◆ Records for the exercise ◆
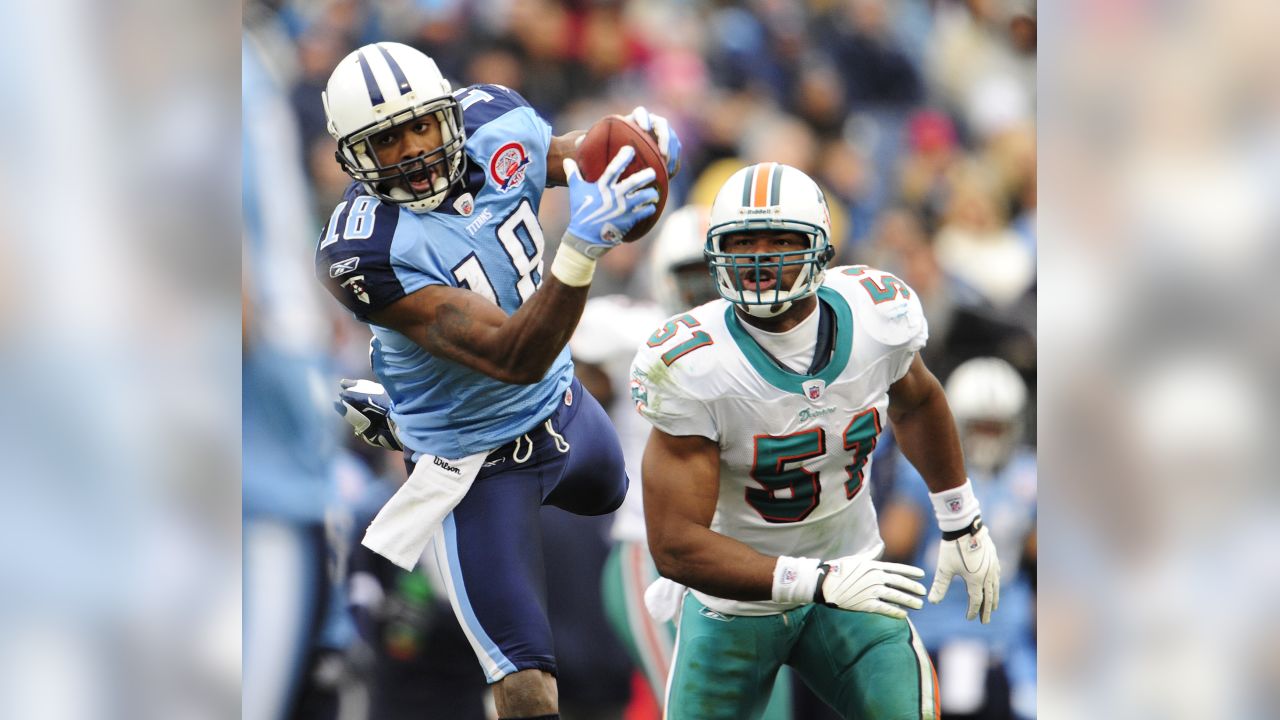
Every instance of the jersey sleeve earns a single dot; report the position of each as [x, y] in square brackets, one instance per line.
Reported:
[353, 254]
[668, 405]
[890, 311]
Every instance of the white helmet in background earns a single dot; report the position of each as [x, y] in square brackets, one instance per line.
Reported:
[677, 270]
[987, 397]
[769, 196]
[380, 86]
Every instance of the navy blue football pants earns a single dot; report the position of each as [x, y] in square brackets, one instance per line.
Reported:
[489, 548]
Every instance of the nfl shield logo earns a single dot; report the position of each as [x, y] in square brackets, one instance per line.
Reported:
[813, 388]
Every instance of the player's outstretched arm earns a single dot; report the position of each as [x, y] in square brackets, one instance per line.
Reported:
[469, 329]
[681, 484]
[927, 434]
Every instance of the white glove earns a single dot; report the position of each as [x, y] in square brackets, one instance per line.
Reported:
[973, 557]
[668, 142]
[662, 600]
[869, 586]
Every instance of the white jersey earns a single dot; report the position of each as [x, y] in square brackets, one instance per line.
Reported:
[795, 449]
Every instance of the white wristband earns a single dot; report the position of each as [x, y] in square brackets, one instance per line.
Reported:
[955, 507]
[795, 579]
[571, 267]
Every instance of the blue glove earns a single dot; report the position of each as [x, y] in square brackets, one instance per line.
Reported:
[668, 142]
[603, 212]
[368, 408]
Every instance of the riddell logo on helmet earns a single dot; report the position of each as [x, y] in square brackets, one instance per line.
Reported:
[507, 165]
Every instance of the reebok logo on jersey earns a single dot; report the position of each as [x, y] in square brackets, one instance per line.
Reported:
[447, 466]
[357, 287]
[713, 615]
[805, 415]
[465, 204]
[343, 267]
[507, 165]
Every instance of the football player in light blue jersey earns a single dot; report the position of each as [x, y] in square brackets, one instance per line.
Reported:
[988, 673]
[437, 246]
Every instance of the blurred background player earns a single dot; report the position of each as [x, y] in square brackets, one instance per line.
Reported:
[437, 246]
[984, 673]
[289, 450]
[766, 408]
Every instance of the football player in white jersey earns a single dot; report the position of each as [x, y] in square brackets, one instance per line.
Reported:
[766, 408]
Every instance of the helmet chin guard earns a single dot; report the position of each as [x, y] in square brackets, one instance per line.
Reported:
[382, 86]
[768, 197]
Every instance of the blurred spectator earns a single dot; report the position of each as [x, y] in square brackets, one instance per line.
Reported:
[961, 322]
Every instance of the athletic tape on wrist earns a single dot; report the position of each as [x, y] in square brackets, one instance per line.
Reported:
[795, 579]
[956, 507]
[571, 267]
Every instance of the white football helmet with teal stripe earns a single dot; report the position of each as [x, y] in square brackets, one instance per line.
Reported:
[775, 197]
[380, 86]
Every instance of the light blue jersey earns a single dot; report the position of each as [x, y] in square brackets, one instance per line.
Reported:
[1009, 511]
[484, 237]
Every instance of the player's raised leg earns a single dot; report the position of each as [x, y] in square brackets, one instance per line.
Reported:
[594, 477]
[725, 665]
[867, 665]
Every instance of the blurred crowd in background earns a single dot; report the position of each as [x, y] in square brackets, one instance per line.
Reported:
[917, 117]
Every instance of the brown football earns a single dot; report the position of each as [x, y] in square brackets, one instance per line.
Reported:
[603, 141]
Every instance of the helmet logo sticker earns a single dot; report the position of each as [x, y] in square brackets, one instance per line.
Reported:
[507, 165]
[343, 267]
[357, 288]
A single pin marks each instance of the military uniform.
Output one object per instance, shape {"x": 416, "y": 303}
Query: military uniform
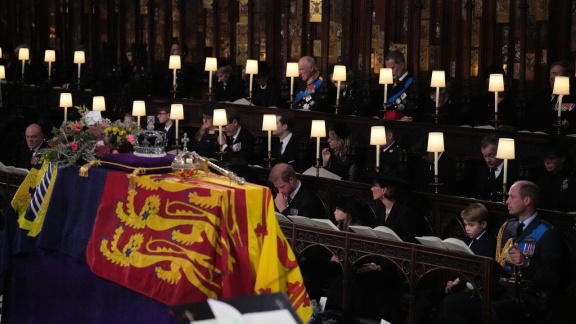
{"x": 534, "y": 284}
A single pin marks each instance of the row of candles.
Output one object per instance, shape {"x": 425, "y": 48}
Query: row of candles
{"x": 438, "y": 80}
{"x": 318, "y": 130}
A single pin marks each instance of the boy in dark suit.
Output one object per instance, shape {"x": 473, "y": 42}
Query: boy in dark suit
{"x": 459, "y": 304}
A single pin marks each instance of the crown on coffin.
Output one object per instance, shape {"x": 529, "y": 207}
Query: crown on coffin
{"x": 150, "y": 143}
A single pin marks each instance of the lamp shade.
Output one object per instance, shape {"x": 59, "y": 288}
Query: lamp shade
{"x": 506, "y": 149}
{"x": 269, "y": 122}
{"x": 65, "y": 99}
{"x": 339, "y": 73}
{"x": 50, "y": 56}
{"x": 318, "y": 128}
{"x": 174, "y": 62}
{"x": 211, "y": 64}
{"x": 79, "y": 57}
{"x": 98, "y": 103}
{"x": 435, "y": 142}
{"x": 23, "y": 54}
{"x": 438, "y": 79}
{"x": 496, "y": 83}
{"x": 251, "y": 67}
{"x": 220, "y": 118}
{"x": 386, "y": 76}
{"x": 561, "y": 85}
{"x": 292, "y": 69}
{"x": 177, "y": 111}
{"x": 378, "y": 135}
{"x": 139, "y": 108}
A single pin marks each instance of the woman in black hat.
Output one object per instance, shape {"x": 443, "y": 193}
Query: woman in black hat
{"x": 338, "y": 157}
{"x": 206, "y": 140}
{"x": 558, "y": 183}
{"x": 347, "y": 212}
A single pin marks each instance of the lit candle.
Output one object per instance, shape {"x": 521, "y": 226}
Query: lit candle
{"x": 338, "y": 75}
{"x": 561, "y": 88}
{"x": 505, "y": 152}
{"x": 220, "y": 119}
{"x": 435, "y": 163}
{"x": 174, "y": 63}
{"x": 24, "y": 55}
{"x": 378, "y": 138}
{"x": 50, "y": 56}
{"x": 438, "y": 81}
{"x": 496, "y": 84}
{"x": 292, "y": 72}
{"x": 269, "y": 124}
{"x": 251, "y": 68}
{"x": 505, "y": 171}
{"x": 436, "y": 145}
{"x": 177, "y": 113}
{"x": 79, "y": 58}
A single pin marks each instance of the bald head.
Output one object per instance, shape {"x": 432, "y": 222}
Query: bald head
{"x": 34, "y": 136}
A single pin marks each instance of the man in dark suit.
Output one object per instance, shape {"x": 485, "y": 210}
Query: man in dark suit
{"x": 402, "y": 95}
{"x": 286, "y": 150}
{"x": 489, "y": 176}
{"x": 166, "y": 125}
{"x": 293, "y": 197}
{"x": 532, "y": 254}
{"x": 239, "y": 142}
{"x": 29, "y": 156}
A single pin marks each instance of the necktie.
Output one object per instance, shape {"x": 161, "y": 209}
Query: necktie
{"x": 519, "y": 229}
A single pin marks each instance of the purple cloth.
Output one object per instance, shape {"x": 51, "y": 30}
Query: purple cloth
{"x": 53, "y": 288}
{"x": 131, "y": 161}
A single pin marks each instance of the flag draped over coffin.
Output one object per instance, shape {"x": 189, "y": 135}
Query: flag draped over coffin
{"x": 184, "y": 241}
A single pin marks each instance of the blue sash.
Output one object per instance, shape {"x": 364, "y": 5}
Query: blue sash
{"x": 394, "y": 97}
{"x": 303, "y": 94}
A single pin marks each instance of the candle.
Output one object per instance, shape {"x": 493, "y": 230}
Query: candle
{"x": 251, "y": 68}
{"x": 561, "y": 88}
{"x": 220, "y": 136}
{"x": 496, "y": 84}
{"x": 505, "y": 171}
{"x": 176, "y": 130}
{"x": 339, "y": 74}
{"x": 435, "y": 163}
{"x": 269, "y": 124}
{"x": 50, "y": 56}
{"x": 292, "y": 72}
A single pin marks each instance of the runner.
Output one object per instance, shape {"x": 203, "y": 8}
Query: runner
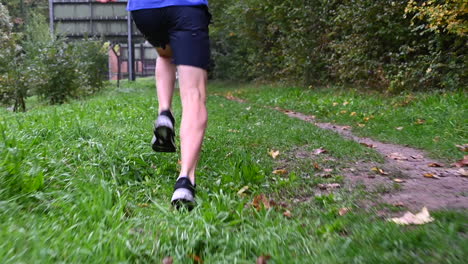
{"x": 178, "y": 29}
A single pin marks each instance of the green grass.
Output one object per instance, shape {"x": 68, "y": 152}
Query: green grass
{"x": 432, "y": 121}
{"x": 79, "y": 183}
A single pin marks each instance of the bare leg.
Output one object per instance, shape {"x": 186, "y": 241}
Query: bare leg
{"x": 165, "y": 78}
{"x": 192, "y": 82}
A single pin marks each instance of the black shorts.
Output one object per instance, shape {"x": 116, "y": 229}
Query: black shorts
{"x": 184, "y": 28}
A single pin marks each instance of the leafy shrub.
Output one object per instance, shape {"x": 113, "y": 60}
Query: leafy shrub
{"x": 91, "y": 57}
{"x": 59, "y": 72}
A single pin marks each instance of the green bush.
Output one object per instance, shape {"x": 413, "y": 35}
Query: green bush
{"x": 56, "y": 65}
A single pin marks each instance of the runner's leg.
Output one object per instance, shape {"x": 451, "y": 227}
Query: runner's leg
{"x": 192, "y": 82}
{"x": 165, "y": 78}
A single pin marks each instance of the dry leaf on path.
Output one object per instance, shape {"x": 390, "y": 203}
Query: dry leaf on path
{"x": 408, "y": 218}
{"x": 420, "y": 121}
{"x": 367, "y": 145}
{"x": 320, "y": 151}
{"x": 431, "y": 175}
{"x": 167, "y": 260}
{"x": 397, "y": 156}
{"x": 273, "y": 153}
{"x": 463, "y": 172}
{"x": 242, "y": 190}
{"x": 263, "y": 259}
{"x": 261, "y": 201}
{"x": 463, "y": 147}
{"x": 343, "y": 211}
{"x": 461, "y": 163}
{"x": 379, "y": 170}
{"x": 329, "y": 186}
{"x": 316, "y": 166}
{"x": 417, "y": 157}
{"x": 280, "y": 172}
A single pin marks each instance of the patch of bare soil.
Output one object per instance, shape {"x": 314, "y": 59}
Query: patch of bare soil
{"x": 422, "y": 181}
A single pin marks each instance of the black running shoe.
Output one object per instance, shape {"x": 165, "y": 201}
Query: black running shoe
{"x": 184, "y": 194}
{"x": 163, "y": 139}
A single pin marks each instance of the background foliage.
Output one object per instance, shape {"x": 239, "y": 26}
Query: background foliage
{"x": 389, "y": 45}
{"x": 34, "y": 63}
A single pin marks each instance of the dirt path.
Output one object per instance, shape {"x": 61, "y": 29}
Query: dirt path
{"x": 421, "y": 184}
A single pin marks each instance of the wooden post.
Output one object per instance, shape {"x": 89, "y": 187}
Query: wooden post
{"x": 51, "y": 17}
{"x": 131, "y": 49}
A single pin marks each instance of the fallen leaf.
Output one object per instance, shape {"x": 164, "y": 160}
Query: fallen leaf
{"x": 463, "y": 147}
{"x": 274, "y": 153}
{"x": 408, "y": 218}
{"x": 167, "y": 260}
{"x": 320, "y": 151}
{"x": 280, "y": 172}
{"x": 379, "y": 170}
{"x": 242, "y": 190}
{"x": 343, "y": 211}
{"x": 367, "y": 145}
{"x": 263, "y": 259}
{"x": 417, "y": 157}
{"x": 316, "y": 166}
{"x": 461, "y": 163}
{"x": 463, "y": 172}
{"x": 397, "y": 156}
{"x": 420, "y": 121}
{"x": 329, "y": 186}
{"x": 196, "y": 259}
{"x": 431, "y": 175}
{"x": 260, "y": 201}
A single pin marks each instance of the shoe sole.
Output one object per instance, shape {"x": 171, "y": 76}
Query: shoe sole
{"x": 163, "y": 140}
{"x": 183, "y": 198}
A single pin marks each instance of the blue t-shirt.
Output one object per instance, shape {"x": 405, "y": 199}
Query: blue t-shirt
{"x": 147, "y": 4}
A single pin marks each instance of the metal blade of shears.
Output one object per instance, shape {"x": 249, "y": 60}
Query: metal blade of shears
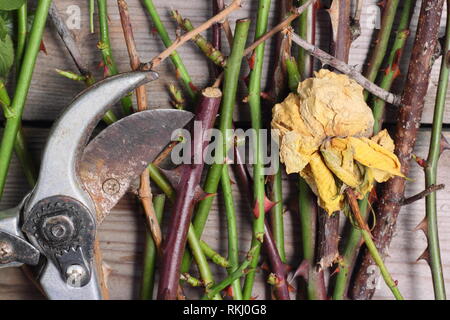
{"x": 120, "y": 153}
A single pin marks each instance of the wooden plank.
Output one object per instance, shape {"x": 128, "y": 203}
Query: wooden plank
{"x": 121, "y": 235}
{"x": 50, "y": 93}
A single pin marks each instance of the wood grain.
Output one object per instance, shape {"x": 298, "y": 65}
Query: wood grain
{"x": 122, "y": 235}
{"x": 50, "y": 93}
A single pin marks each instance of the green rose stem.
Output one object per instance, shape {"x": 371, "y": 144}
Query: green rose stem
{"x": 254, "y": 101}
{"x": 22, "y": 23}
{"x": 233, "y": 248}
{"x": 20, "y": 147}
{"x": 207, "y": 112}
{"x": 232, "y": 71}
{"x": 278, "y": 91}
{"x": 361, "y": 224}
{"x": 23, "y": 84}
{"x": 189, "y": 193}
{"x": 315, "y": 283}
{"x": 199, "y": 248}
{"x": 91, "y": 15}
{"x": 105, "y": 47}
{"x": 150, "y": 252}
{"x": 241, "y": 271}
{"x": 204, "y": 45}
{"x": 315, "y": 286}
{"x": 306, "y": 26}
{"x": 431, "y": 170}
{"x": 181, "y": 70}
{"x": 353, "y": 240}
{"x": 409, "y": 117}
{"x": 382, "y": 41}
{"x": 213, "y": 255}
{"x": 71, "y": 45}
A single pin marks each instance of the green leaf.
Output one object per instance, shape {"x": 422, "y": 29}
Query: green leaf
{"x": 11, "y": 4}
{"x": 6, "y": 55}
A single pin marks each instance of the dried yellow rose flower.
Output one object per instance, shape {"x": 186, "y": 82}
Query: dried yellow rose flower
{"x": 325, "y": 130}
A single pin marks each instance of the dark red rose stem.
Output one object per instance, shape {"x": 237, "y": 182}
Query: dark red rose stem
{"x": 410, "y": 114}
{"x": 277, "y": 267}
{"x": 189, "y": 193}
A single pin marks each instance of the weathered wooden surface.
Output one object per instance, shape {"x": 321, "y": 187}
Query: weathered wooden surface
{"x": 121, "y": 235}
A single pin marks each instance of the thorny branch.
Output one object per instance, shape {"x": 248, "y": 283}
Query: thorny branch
{"x": 236, "y": 4}
{"x": 409, "y": 116}
{"x": 347, "y": 69}
{"x": 423, "y": 194}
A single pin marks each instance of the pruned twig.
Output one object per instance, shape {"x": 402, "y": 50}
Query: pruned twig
{"x": 409, "y": 116}
{"x": 348, "y": 70}
{"x": 429, "y": 190}
{"x": 236, "y": 4}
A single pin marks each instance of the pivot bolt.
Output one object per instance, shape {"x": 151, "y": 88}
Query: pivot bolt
{"x": 5, "y": 249}
{"x": 111, "y": 186}
{"x": 58, "y": 228}
{"x": 75, "y": 274}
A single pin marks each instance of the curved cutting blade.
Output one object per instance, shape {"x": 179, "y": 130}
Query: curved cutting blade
{"x": 120, "y": 153}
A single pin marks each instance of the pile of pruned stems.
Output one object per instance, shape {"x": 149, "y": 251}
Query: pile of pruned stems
{"x": 347, "y": 258}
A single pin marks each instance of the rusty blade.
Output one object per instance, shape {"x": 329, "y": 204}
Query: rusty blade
{"x": 120, "y": 153}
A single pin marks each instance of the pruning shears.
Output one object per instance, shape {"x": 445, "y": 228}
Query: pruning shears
{"x": 53, "y": 229}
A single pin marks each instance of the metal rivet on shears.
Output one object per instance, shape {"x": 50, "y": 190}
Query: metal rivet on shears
{"x": 5, "y": 249}
{"x": 111, "y": 186}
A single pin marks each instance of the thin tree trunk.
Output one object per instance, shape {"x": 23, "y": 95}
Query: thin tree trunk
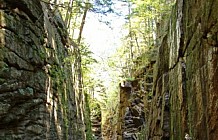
{"x": 83, "y": 23}
{"x": 68, "y": 13}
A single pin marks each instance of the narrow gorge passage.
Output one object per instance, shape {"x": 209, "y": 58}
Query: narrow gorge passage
{"x": 108, "y": 70}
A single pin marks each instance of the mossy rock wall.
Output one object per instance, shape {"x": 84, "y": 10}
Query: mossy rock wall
{"x": 38, "y": 98}
{"x": 185, "y": 93}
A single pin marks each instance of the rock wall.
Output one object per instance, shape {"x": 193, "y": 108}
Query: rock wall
{"x": 38, "y": 96}
{"x": 185, "y": 93}
{"x": 134, "y": 102}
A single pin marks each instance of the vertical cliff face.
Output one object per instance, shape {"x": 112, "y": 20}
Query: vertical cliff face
{"x": 186, "y": 82}
{"x": 38, "y": 97}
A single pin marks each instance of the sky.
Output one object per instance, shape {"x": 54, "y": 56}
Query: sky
{"x": 104, "y": 39}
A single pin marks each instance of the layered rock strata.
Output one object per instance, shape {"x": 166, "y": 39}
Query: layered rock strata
{"x": 38, "y": 97}
{"x": 185, "y": 93}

◆ Exercise objective ◆
Take the entries above and return only the lines from the one with "A single pin marks each instance of the dark" to the one with "A single pin marks each instance of the pruning", both included, unchanged.

◆ Result of this task ◆
A single pin marks each instance of the dark red rose stem.
Output one object per instance, shape {"x": 237, "y": 182}
Query: dark red rose stem
{"x": 410, "y": 114}
{"x": 277, "y": 267}
{"x": 189, "y": 193}
A single pin marks each instance of the weathered wooden surface.
Output one object per instance, shape {"x": 321, "y": 187}
Query: weathered wooden surface
{"x": 121, "y": 235}
A single pin marks each instance of the thorny branch.
Output one object per instance, shape {"x": 248, "y": 283}
Query: thorny branch
{"x": 236, "y": 4}
{"x": 409, "y": 116}
{"x": 347, "y": 69}
{"x": 423, "y": 194}
A single pin marks each instance of the pruned twig.
Output one object per instance, shape {"x": 402, "y": 50}
Query: pruned twig
{"x": 409, "y": 116}
{"x": 348, "y": 70}
{"x": 429, "y": 190}
{"x": 236, "y": 4}
A single pin marks each instance of the pivot bolt.
Output one object per instance, shape {"x": 151, "y": 88}
Query: pivot bolt
{"x": 5, "y": 249}
{"x": 111, "y": 186}
{"x": 58, "y": 228}
{"x": 75, "y": 274}
A single pin marks each instance of the curved cutting blade.
Output one object per instance, shape {"x": 179, "y": 130}
Query: curved cutting blade
{"x": 120, "y": 153}
A single pin marks each instance of the pile of pruned stems.
Output one object per instance, shape {"x": 149, "y": 251}
Query: pile of pruned stems
{"x": 347, "y": 258}
A single pin marks each instance of the rusty blade.
Output one object per instance, shape {"x": 329, "y": 204}
Query: rusty blade
{"x": 120, "y": 153}
A single pin marks each instance of the pruning shears.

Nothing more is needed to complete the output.